**PAGE TEXT:**
Begin

# Bsnl Gives Linux Dialer for Broadband In EXE File Format



## gary4gar (Apr 5, 2008)

Bsnl, India's latest Broadband service provider has set an other record. By giving a Dialer for Broadband service for Linux in Executable(EXE) File format. Someone Should Make them understand that Linux/Unix does not run EXE file format natively

This Dialer is Hosted on Rajasthan Telecom Circle website.

*www.imgx.org/thumbs/large/14686_zb5b3/Screenshot-Rajasthan%20Telecom%20Circle.png




Rajasthan Telecom Circle

*broadbandforum.in/images/smilies/rofl.gif *broadbandforum.in/images/smilies/rofl.gif
*broadbandforum.in/images/smilies/rofl.gif
*broadbandforum.in/images/smilies/rofl.gif

On Second thought, maybe it runs with wine or mono but site didn't mention a word about it*gigasmilies.googlepages.com/13a.gif


----------



## SunnyChahal (Apr 5, 2008)

^^
Wth!!!


----------



## praka123 (Apr 5, 2008)

End

(Point annotation records)
Begin

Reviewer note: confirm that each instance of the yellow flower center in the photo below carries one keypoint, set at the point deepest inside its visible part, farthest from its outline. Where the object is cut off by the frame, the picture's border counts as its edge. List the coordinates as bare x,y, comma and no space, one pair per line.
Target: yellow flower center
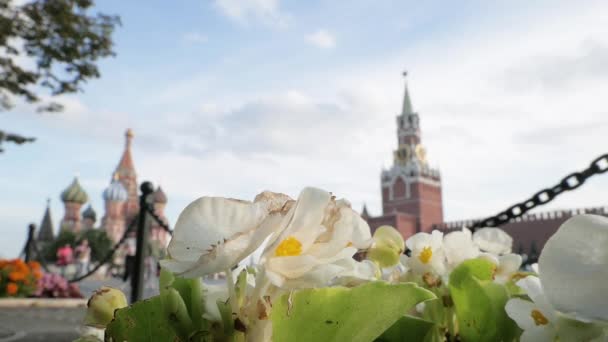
426,255
289,247
539,318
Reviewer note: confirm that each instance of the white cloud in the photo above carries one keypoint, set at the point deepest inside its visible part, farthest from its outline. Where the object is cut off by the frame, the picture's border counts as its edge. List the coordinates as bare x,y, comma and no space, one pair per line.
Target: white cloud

End

**REQUIRED ACTIONS:**
A - Please give the forum thread again, starting with "On Second thought, maybe" and going on through "SunnyChahal (Apr 5, 2008)", and replace "wine" with "Wine".
B - Name every username that heads a post in the forum thread.

**TASK-BY-TASK ANSWERS:**
A -
On Second thought, maybe it runs with Wine or mono but site didn't mention a word about it*gigasmilies.googlepages.com/13a.gif


----------



## SunnyChahal (Apr 5, 2008)

B - gary4gar, SunnyChahal, praka123